• [Instructions to follow]
Which lines in the records below contain the word "breakwater"? Select each of those lines and copy it out in full.

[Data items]

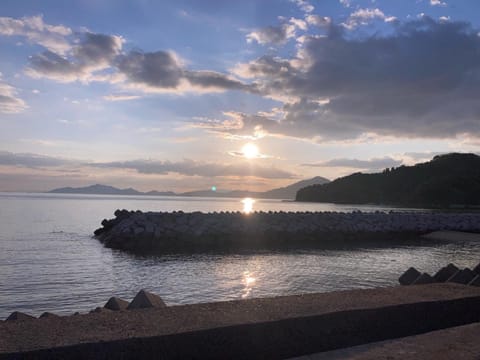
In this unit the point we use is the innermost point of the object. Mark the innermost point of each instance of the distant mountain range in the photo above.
(450, 180)
(287, 192)
(99, 189)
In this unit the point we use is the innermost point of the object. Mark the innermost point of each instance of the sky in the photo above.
(165, 95)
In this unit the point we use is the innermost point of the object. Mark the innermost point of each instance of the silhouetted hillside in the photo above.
(106, 190)
(287, 192)
(447, 180)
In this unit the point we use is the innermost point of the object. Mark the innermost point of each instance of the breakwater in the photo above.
(196, 231)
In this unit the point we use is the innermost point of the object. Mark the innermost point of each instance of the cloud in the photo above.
(437, 3)
(9, 102)
(160, 69)
(320, 21)
(120, 97)
(346, 3)
(371, 164)
(196, 168)
(94, 53)
(305, 6)
(422, 80)
(276, 35)
(52, 37)
(365, 16)
(164, 71)
(99, 57)
(32, 160)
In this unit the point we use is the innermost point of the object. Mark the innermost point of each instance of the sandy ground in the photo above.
(452, 236)
(53, 332)
(457, 343)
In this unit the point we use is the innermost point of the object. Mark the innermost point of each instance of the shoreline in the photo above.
(255, 328)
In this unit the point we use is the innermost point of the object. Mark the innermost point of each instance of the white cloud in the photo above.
(120, 97)
(198, 168)
(320, 21)
(52, 37)
(299, 23)
(305, 6)
(277, 35)
(365, 16)
(437, 3)
(93, 53)
(10, 103)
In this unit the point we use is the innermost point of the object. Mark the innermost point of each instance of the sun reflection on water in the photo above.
(248, 281)
(248, 205)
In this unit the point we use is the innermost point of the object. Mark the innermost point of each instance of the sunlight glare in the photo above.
(250, 151)
(248, 205)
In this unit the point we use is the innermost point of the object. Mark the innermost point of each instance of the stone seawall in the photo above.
(196, 231)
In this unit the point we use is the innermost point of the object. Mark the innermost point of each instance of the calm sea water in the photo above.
(50, 262)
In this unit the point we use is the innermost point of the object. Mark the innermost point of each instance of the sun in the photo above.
(250, 151)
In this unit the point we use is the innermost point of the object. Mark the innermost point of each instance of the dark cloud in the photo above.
(194, 168)
(94, 53)
(373, 164)
(156, 69)
(99, 57)
(422, 80)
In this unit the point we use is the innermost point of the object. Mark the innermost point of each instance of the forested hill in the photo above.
(447, 180)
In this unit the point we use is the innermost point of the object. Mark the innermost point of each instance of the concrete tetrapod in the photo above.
(409, 276)
(445, 273)
(48, 314)
(17, 315)
(462, 277)
(475, 281)
(476, 269)
(424, 279)
(116, 304)
(145, 299)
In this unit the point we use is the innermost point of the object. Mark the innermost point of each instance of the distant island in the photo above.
(287, 192)
(447, 181)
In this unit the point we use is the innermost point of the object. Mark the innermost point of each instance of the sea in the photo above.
(49, 260)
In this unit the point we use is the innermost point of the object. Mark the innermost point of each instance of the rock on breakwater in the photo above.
(197, 231)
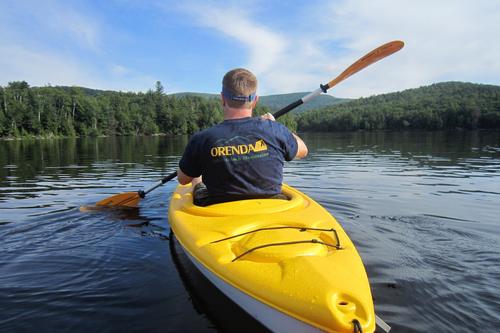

• [Task solution]
In this unit the point we use is the innermost point of the object. Mark the innermost point of each instance of the breakwater in the photo above.
In this unit the point we use is the innermost point of the object. Mark the innermost point of each instance of the rock on breakwater in the photo above.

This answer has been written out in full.